From the entries below, copy out each line that contains the word "dark".

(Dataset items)
=======
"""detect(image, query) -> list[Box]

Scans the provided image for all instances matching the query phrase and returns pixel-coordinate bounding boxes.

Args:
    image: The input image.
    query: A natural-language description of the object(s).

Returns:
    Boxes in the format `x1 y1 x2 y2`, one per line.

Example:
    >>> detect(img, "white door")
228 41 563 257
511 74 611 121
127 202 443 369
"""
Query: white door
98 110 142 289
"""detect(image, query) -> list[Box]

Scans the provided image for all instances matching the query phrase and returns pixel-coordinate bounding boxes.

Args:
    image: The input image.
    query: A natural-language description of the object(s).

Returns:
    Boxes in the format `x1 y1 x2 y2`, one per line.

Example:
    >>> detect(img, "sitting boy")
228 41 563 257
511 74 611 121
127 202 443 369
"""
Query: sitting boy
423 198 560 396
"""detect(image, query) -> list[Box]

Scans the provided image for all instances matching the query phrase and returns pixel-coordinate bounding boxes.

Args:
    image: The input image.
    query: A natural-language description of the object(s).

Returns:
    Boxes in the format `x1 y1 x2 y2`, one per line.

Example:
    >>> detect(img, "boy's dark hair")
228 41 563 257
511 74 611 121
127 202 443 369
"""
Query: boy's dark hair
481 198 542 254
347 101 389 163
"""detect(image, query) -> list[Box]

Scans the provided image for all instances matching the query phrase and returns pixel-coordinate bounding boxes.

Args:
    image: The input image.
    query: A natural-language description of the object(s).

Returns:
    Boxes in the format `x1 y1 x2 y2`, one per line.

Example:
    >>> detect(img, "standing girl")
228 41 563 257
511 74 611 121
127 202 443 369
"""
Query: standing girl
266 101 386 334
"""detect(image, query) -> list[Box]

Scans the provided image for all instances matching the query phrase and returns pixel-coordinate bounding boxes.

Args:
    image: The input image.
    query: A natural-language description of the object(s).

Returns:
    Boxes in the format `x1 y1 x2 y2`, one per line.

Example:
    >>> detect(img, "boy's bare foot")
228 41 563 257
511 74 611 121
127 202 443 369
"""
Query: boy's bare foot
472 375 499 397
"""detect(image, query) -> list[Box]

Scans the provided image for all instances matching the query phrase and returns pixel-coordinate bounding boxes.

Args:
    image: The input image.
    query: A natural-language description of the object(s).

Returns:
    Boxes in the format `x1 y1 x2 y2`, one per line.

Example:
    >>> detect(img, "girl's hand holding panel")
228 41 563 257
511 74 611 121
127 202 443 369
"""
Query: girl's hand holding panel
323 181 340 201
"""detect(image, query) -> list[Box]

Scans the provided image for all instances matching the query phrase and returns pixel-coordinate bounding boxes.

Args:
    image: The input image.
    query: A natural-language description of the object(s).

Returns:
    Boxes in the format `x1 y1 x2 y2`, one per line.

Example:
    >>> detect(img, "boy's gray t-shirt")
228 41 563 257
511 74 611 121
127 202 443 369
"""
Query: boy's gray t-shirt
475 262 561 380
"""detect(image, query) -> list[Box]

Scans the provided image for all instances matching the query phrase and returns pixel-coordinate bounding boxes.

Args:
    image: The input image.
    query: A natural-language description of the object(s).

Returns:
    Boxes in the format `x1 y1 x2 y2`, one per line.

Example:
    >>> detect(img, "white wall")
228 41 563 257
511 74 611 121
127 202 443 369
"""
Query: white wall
=======
**FULL RESPONSE:**
    >>> detect(img, "boy's dark hair")
Query: boy's dark hair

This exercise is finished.